■ **Set problem**:
Look below for the line with "Target: potted plant", and from there restate every line word for word until the entries end.

■ **Stored data**:
----
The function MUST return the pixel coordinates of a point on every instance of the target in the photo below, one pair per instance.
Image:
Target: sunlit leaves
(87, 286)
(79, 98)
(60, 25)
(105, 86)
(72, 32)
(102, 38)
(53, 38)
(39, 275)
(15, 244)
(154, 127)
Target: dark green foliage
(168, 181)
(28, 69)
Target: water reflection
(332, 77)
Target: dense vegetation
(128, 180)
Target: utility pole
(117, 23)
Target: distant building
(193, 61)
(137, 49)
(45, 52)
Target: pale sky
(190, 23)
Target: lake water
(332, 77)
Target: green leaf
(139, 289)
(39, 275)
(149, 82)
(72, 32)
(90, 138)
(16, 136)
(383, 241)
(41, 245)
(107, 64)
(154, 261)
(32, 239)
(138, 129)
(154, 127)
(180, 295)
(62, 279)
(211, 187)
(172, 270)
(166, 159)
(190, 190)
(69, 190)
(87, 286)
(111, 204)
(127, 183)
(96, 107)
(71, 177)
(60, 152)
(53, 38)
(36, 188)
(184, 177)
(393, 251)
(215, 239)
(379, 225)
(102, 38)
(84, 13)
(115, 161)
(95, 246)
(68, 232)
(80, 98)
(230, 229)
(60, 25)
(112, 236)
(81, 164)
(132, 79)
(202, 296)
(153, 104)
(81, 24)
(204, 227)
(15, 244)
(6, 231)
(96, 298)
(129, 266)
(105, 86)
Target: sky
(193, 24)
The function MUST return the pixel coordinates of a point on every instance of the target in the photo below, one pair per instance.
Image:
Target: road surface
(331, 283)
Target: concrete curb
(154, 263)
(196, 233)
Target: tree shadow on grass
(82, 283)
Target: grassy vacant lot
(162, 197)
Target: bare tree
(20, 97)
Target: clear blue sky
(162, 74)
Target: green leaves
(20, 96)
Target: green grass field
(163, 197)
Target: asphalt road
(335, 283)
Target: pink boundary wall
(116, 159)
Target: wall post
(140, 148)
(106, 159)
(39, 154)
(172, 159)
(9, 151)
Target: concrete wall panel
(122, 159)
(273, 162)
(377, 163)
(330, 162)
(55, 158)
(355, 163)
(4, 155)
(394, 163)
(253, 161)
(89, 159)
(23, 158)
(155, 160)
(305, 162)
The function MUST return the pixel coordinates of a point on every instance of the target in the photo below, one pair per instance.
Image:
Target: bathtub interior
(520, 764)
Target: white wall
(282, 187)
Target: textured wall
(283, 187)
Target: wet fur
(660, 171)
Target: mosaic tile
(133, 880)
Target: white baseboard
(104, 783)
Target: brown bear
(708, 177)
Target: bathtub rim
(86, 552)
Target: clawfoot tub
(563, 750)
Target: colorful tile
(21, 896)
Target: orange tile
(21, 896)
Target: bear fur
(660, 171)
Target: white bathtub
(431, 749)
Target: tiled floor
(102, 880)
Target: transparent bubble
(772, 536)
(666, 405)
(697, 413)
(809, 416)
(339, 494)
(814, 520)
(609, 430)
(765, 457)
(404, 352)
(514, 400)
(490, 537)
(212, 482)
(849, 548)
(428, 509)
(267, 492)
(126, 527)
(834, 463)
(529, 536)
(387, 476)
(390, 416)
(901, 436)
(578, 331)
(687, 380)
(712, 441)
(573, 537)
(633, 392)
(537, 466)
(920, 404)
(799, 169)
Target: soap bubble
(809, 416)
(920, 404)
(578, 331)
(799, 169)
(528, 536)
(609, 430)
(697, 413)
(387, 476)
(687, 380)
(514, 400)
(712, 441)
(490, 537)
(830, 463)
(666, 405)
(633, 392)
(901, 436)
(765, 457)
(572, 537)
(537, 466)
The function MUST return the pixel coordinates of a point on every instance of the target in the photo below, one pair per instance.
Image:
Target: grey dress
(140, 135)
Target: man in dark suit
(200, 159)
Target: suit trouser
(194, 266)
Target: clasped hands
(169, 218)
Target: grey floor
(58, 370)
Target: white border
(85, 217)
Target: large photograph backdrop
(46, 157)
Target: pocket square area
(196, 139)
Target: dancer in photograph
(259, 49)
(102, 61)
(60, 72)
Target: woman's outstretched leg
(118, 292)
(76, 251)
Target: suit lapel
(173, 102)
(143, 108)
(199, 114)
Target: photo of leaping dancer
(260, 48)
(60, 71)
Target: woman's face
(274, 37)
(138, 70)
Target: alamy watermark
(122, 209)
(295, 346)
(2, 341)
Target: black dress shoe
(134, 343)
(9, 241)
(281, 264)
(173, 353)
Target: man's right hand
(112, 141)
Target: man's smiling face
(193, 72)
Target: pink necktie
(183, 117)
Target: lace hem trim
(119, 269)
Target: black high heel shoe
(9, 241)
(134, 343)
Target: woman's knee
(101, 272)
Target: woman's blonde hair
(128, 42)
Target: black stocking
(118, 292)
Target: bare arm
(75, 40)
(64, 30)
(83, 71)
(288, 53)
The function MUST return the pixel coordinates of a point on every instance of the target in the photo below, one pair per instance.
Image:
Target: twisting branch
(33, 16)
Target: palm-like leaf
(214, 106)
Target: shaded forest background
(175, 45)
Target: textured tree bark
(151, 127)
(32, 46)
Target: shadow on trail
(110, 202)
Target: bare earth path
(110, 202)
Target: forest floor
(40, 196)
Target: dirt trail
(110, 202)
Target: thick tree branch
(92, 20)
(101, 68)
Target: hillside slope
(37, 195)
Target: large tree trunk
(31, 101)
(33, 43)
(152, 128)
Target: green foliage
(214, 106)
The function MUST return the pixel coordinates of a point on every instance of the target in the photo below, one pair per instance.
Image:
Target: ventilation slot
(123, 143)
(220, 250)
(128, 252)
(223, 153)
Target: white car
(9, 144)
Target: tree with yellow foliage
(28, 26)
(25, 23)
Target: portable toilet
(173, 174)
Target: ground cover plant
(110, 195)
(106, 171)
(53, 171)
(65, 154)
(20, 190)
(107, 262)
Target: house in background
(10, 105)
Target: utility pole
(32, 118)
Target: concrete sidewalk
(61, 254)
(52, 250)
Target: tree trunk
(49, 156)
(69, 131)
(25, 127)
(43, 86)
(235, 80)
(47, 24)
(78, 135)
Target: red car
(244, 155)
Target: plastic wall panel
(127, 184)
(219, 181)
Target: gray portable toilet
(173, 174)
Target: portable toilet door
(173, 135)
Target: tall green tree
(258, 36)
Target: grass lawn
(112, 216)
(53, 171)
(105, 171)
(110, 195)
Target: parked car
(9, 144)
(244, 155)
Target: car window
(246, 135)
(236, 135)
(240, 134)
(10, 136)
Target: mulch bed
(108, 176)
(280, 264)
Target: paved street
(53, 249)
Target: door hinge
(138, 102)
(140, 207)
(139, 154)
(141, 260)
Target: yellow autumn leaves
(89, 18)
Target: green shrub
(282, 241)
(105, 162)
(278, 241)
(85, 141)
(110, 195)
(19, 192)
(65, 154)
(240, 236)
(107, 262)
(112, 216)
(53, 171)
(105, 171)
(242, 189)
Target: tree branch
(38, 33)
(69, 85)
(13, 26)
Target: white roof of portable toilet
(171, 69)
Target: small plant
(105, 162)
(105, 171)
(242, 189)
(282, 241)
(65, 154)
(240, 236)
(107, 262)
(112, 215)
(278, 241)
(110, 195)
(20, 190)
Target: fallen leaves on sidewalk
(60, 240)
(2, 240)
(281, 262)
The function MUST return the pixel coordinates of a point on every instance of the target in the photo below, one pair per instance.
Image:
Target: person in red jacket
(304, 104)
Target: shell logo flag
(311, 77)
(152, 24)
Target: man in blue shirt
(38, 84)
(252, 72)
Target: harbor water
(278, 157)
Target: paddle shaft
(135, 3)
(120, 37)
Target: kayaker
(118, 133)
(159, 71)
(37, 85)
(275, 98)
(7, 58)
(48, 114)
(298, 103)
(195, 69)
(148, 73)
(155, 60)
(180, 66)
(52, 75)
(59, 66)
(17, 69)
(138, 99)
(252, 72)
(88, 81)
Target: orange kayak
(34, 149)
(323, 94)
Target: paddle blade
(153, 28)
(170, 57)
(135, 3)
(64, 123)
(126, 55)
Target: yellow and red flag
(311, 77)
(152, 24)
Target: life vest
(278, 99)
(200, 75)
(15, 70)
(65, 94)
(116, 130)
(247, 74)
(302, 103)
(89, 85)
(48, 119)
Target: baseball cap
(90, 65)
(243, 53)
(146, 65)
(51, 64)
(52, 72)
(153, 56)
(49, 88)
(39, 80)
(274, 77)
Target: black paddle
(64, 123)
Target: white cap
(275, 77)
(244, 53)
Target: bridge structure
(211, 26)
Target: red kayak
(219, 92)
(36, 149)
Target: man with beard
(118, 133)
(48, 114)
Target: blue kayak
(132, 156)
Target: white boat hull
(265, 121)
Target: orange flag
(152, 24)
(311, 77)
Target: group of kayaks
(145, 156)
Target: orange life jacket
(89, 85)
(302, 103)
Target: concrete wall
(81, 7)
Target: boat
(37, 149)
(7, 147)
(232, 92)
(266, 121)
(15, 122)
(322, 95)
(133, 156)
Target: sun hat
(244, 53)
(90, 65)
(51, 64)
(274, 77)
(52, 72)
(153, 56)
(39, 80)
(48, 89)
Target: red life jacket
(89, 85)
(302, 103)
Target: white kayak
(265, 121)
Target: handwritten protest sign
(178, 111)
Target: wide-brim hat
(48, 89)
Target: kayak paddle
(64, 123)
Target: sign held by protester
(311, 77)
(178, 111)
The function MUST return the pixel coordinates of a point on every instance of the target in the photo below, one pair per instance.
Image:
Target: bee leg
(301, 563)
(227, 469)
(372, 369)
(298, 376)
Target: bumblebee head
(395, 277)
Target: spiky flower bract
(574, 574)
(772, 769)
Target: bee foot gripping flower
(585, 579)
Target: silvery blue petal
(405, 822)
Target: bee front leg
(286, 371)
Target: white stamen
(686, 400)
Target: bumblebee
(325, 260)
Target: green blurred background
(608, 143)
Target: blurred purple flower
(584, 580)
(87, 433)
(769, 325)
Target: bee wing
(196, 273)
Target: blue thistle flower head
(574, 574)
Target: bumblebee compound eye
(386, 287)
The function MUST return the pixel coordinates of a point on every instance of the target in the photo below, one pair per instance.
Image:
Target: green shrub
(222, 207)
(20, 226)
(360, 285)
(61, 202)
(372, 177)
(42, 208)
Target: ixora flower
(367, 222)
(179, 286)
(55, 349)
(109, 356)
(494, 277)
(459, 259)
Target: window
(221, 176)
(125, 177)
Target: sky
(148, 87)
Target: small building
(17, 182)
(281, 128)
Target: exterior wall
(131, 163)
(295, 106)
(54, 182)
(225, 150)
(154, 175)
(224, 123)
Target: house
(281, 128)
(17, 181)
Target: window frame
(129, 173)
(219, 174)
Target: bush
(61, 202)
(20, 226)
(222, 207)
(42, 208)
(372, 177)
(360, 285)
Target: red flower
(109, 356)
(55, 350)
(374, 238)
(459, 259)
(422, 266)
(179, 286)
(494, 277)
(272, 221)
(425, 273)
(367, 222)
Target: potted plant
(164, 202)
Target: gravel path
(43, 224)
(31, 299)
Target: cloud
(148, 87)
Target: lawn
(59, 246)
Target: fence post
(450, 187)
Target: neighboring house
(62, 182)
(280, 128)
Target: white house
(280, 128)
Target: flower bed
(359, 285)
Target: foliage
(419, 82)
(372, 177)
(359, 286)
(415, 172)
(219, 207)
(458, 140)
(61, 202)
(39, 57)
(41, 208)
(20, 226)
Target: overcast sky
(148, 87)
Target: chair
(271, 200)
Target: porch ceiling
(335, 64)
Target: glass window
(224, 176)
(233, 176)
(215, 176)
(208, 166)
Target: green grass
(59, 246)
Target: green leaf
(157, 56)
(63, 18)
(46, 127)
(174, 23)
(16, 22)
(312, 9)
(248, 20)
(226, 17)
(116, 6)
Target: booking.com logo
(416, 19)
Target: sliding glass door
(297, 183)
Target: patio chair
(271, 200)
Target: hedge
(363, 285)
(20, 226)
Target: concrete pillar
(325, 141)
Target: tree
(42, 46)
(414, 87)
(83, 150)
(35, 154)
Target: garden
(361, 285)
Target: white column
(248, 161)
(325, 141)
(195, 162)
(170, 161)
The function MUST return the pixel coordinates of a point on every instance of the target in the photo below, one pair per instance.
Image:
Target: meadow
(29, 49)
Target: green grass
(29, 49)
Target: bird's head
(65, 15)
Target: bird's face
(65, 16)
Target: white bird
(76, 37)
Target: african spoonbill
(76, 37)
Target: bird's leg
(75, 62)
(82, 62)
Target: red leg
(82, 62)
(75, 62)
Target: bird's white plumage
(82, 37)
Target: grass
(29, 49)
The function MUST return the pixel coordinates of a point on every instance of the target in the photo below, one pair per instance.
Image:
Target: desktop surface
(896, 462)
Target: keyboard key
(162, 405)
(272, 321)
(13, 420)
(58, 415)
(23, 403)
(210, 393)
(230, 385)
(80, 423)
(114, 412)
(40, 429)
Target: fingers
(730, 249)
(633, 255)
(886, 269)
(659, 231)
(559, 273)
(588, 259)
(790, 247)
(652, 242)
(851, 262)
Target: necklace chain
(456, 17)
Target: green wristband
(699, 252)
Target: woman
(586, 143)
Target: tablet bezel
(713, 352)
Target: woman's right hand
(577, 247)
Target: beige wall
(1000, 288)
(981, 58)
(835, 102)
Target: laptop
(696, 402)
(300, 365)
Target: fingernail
----
■ **Output for this exercise**:
Target: potted plant
(164, 202)
Target: gravel path
(43, 224)
(31, 299)
Target: cloud
(148, 87)
Target: lawn
(59, 246)
Target: fence post
(450, 187)
Target: neighboring house
(62, 182)
(280, 128)
Target: white house
(280, 128)
Target: flower bed
(359, 285)
Target: foliage
(419, 82)
(372, 177)
(359, 286)
(415, 172)
(219, 207)
(458, 140)
(61, 202)
(39, 57)
(41, 208)
(20, 226)
Target: overcast sky
(148, 87)
Target: chair
(271, 200)
Target: porch ceiling
(335, 64)
Target: glass window
(224, 176)
(233, 176)
(215, 176)
(208, 166)
Target: green grass
(59, 246)
Target: green leaf
(157, 56)
(63, 18)
(46, 127)
(174, 23)
(16, 22)
(312, 9)
(248, 20)
(226, 17)
(116, 6)
Target: booking.com logo
(416, 19)
Target: sliding glass door
(297, 183)
Target: patio chair
(271, 200)
Target: hedge
(363, 285)
(20, 226)
Target: concrete pillar
(325, 141)
Target: tree
(42, 46)
(414, 87)
(83, 150)
(35, 154)
Target: garden
(361, 285)
Target: white column
(248, 161)
(325, 141)
(195, 162)
(170, 161)
The function MUST return the pixel coordinates of a point on every instance of the target in the photo below, one pair per instance.
Image:
Target: meadow
(29, 49)
Target: green grass
(29, 49)
Target: bird's head
(65, 15)
Target: bird's face
(65, 16)
Target: white bird
(76, 37)
Target: african spoonbill
(76, 37)
Target: bird's leg
(75, 62)
(82, 62)
Target: red leg
(82, 62)
(75, 62)
Target: bird's white plumage
(82, 37)
Target: grass
(29, 49)
The function MUST return the pixel coordinates of a point on every instance of the target in the photo below, one pair per instance.
Image:
Target: desktop surface
(896, 462)
Target: keyboard key
(162, 405)
(272, 321)
(13, 420)
(58, 415)
(23, 403)
(210, 393)
(230, 385)
(80, 423)
(114, 412)
(40, 429)
Target: fingers
(730, 249)
(633, 255)
(886, 269)
(659, 231)
(559, 273)
(588, 259)
(790, 247)
(652, 242)
(851, 262)
Target: necklace chain
(456, 17)
Target: green wristband
(699, 252)
Target: woman
(586, 143)
Target: tablet bezel
(713, 352)
Target: woman's right hand
(577, 247)
Target: beige wall
(1000, 288)
(981, 58)
(835, 102)
Target: laptop
(696, 402)
(300, 365)
Target: fingernail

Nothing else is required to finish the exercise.